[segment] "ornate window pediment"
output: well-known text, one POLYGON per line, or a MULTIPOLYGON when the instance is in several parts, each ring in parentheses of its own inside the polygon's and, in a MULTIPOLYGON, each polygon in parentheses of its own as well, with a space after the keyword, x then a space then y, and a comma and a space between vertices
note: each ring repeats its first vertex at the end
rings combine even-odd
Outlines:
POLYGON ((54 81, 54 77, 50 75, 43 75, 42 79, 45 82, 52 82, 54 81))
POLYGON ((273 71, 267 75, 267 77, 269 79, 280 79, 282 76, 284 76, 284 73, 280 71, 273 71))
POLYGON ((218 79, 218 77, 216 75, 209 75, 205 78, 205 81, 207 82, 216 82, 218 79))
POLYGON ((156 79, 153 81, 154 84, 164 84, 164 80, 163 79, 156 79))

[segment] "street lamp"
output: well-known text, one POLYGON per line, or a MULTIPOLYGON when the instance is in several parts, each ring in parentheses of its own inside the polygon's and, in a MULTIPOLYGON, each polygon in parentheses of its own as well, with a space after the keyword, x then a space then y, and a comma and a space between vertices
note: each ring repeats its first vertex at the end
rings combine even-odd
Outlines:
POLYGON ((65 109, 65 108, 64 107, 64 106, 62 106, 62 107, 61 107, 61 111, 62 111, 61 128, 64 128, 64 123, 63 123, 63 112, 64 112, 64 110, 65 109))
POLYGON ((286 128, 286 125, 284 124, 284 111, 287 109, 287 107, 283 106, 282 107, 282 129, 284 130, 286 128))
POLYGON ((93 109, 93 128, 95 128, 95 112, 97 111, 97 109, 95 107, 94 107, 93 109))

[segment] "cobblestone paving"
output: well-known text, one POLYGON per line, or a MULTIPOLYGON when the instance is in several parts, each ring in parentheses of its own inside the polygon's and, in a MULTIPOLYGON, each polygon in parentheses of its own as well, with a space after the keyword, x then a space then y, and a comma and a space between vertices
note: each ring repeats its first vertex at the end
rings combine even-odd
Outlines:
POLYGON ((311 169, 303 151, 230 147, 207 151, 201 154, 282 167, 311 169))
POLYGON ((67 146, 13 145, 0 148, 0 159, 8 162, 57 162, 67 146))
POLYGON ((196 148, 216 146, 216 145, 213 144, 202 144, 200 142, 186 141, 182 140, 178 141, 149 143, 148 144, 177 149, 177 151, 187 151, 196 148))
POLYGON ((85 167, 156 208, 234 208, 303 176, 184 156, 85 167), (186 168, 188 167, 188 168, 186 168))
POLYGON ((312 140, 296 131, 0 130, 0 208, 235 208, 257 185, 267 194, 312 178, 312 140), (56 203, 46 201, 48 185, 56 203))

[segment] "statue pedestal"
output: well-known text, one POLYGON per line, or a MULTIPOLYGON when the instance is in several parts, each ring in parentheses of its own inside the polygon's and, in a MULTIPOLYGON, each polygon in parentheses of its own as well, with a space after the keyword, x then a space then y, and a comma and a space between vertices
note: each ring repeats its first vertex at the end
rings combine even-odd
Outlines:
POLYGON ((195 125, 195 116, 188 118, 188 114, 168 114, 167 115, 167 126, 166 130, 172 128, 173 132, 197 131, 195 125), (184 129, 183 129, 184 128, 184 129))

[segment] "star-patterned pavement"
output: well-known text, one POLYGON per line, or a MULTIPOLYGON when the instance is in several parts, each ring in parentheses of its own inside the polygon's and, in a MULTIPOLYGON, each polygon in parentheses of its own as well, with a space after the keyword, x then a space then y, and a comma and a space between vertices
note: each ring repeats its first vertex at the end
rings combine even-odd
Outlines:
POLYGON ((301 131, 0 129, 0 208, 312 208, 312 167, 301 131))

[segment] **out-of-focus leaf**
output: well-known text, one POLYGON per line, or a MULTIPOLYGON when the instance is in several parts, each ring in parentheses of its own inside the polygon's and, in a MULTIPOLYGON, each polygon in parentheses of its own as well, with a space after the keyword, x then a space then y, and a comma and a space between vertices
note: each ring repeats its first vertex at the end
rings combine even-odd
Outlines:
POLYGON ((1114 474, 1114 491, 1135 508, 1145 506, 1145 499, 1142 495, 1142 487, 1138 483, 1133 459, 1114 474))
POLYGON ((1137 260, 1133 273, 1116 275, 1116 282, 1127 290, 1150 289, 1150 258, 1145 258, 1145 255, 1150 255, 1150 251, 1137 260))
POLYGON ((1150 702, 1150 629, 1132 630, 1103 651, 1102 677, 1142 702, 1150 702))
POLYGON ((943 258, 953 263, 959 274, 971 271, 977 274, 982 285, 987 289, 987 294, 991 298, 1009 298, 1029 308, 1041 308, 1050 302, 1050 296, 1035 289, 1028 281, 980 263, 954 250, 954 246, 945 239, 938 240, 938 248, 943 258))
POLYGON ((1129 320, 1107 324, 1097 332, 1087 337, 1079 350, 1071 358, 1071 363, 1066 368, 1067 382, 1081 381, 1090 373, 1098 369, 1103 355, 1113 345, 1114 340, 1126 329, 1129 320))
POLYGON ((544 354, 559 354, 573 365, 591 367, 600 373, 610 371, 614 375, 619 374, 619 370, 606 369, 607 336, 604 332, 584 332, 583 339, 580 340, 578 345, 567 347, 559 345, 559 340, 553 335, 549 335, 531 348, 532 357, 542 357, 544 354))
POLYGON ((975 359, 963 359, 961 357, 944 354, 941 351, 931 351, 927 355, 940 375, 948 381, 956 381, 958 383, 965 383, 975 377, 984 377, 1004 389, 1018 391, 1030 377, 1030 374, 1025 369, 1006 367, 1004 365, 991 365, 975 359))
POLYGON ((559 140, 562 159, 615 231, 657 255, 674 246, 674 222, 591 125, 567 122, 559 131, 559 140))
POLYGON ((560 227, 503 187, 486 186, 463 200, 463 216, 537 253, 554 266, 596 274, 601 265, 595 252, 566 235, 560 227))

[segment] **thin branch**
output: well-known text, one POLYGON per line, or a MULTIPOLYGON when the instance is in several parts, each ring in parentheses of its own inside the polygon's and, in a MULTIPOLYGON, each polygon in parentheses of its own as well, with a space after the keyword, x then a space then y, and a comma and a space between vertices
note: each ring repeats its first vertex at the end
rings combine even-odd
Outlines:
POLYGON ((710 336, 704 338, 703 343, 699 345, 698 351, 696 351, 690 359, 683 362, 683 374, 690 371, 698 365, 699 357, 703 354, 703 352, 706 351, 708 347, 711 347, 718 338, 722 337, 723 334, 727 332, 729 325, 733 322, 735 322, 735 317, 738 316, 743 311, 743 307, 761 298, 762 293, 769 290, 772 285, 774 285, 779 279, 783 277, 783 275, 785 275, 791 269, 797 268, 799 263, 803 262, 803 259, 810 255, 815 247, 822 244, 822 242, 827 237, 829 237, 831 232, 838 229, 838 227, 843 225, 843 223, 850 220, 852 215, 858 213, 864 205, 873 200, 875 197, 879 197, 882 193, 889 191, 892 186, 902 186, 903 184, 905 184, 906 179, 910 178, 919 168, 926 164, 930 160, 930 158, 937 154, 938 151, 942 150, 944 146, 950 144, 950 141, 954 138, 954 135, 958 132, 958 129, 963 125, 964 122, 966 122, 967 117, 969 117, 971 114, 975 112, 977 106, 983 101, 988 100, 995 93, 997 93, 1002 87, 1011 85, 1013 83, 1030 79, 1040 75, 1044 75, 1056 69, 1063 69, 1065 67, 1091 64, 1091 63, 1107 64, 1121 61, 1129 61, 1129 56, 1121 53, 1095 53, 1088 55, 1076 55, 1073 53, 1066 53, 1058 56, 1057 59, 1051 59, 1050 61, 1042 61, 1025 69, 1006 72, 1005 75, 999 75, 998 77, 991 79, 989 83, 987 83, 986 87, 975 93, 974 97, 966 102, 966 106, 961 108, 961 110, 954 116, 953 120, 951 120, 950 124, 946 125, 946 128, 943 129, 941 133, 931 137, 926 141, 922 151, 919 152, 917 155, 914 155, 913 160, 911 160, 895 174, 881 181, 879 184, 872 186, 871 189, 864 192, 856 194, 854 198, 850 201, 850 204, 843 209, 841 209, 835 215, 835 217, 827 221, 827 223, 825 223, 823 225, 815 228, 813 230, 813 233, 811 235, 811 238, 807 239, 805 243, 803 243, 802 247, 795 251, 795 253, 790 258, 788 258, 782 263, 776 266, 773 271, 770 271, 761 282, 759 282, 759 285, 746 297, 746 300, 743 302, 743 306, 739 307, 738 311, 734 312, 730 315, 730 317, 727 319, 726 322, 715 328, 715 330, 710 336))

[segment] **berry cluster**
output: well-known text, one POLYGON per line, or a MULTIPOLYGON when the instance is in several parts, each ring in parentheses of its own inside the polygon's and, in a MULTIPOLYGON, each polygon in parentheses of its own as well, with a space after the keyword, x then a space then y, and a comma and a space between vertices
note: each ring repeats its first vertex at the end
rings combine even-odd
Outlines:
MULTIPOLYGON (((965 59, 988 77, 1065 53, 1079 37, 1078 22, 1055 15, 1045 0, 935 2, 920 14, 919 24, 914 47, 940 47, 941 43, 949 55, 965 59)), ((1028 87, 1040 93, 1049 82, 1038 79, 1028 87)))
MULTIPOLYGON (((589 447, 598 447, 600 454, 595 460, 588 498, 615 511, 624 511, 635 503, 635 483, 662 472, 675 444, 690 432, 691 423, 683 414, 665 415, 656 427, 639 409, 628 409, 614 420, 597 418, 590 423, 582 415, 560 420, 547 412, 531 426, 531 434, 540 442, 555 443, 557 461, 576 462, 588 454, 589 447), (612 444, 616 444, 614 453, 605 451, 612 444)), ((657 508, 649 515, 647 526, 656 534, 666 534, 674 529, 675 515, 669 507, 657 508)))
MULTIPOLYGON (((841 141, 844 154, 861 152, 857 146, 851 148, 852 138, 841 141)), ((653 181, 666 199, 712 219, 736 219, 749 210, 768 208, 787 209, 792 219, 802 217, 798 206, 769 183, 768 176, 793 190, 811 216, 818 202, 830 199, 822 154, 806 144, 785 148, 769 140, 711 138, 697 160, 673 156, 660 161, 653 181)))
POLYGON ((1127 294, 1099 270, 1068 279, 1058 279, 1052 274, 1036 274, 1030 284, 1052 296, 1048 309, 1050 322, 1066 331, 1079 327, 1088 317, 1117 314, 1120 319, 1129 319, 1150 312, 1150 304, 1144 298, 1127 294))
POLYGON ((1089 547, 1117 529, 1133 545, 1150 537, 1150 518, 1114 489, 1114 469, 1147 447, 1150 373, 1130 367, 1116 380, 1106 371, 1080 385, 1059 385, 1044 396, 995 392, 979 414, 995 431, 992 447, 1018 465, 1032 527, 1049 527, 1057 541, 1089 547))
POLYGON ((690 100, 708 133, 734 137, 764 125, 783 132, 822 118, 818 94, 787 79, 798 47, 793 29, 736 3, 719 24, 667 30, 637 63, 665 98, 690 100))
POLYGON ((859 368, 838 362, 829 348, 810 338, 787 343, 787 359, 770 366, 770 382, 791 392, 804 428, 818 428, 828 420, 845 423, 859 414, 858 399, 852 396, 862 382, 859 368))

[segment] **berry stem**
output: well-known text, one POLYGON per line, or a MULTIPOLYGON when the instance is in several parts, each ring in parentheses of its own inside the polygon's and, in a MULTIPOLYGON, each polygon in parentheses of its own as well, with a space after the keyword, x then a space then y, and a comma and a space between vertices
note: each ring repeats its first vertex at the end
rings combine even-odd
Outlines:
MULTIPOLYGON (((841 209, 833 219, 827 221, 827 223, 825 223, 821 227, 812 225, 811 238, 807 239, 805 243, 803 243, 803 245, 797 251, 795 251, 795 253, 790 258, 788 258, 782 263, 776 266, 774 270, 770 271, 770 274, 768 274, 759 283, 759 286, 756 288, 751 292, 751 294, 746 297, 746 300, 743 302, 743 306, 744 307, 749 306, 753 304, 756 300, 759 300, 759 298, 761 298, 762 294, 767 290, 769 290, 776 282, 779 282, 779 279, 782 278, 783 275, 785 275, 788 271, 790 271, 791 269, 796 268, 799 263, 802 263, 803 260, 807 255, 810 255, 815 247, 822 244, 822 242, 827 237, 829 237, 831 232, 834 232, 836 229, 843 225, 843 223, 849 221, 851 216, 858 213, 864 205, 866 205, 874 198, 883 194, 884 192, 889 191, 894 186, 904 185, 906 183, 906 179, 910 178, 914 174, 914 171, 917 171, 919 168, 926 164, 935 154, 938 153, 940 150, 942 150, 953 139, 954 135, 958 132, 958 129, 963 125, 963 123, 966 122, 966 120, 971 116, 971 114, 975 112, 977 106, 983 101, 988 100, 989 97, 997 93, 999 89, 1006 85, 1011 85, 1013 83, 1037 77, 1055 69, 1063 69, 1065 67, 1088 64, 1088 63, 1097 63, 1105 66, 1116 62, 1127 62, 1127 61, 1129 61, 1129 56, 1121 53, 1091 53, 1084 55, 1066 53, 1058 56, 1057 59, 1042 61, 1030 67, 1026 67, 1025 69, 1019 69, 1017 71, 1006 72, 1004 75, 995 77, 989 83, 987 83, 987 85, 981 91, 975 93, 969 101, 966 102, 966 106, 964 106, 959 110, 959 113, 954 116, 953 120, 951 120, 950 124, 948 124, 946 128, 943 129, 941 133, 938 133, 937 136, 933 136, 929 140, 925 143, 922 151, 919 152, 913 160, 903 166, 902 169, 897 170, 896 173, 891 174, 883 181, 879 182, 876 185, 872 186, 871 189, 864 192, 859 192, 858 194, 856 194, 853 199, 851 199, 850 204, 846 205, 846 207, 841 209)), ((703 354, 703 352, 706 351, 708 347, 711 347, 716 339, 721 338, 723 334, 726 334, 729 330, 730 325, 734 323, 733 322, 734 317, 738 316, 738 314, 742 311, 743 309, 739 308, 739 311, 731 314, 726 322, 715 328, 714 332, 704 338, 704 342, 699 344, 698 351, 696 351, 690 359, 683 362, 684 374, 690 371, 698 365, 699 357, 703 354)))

----------

REQUIREMENTS -
Reproduce everything in the material above from the line containing "[segment] **out-of-focus leaf**" down to the line containing "POLYGON ((560 227, 503", with both of those lines included.

EXERCISE RESULT -
[segment] **out-of-focus leaf**
output: well-known text, one POLYGON per line, or a MULTIPOLYGON when the instance is in several parts, each ring in parentheses of its own inside the polygon's and, in a MULTIPOLYGON, each polygon in parentheses of its own as well, with a space after the keyword, x then a space then y, and a comma and a space between vertices
note: each ring repeats its first vertex at the end
rings combine even-odd
Outlines:
POLYGON ((1114 474, 1114 491, 1135 508, 1145 506, 1145 499, 1142 495, 1142 487, 1138 483, 1133 459, 1114 474))
POLYGON ((1137 260, 1133 273, 1116 275, 1116 282, 1127 290, 1150 289, 1150 258, 1145 258, 1145 255, 1150 255, 1150 251, 1137 260))
POLYGON ((1150 702, 1150 629, 1132 630, 1103 651, 1102 677, 1142 702, 1150 702))
POLYGON ((943 258, 953 263, 959 274, 971 271, 977 274, 982 285, 987 289, 987 294, 991 298, 1009 298, 1029 308, 1041 308, 1050 302, 1050 296, 1035 289, 1028 281, 980 263, 954 250, 954 246, 945 239, 938 240, 938 248, 943 258))
POLYGON ((1129 320, 1107 324, 1097 332, 1087 337, 1079 350, 1071 358, 1071 363, 1066 368, 1067 382, 1081 381, 1090 373, 1098 369, 1103 355, 1113 345, 1114 340, 1126 329, 1129 320))
POLYGON ((544 354, 559 354, 573 365, 591 367, 600 373, 610 371, 614 375, 619 374, 619 370, 606 369, 607 336, 604 332, 584 332, 583 339, 580 340, 578 345, 567 347, 559 345, 559 340, 553 335, 549 335, 531 348, 532 357, 542 357, 544 354))
POLYGON ((975 359, 963 359, 961 357, 944 354, 941 351, 931 351, 927 355, 940 375, 948 381, 956 381, 958 383, 965 383, 975 377, 984 377, 1004 389, 1018 391, 1030 377, 1030 374, 1025 369, 1006 367, 1004 365, 991 365, 975 359))
POLYGON ((559 140, 562 159, 615 231, 657 255, 674 246, 674 222, 591 125, 567 122, 559 131, 559 140))
POLYGON ((560 227, 503 187, 486 186, 463 200, 463 216, 537 253, 554 266, 596 274, 601 265, 595 252, 566 235, 560 227))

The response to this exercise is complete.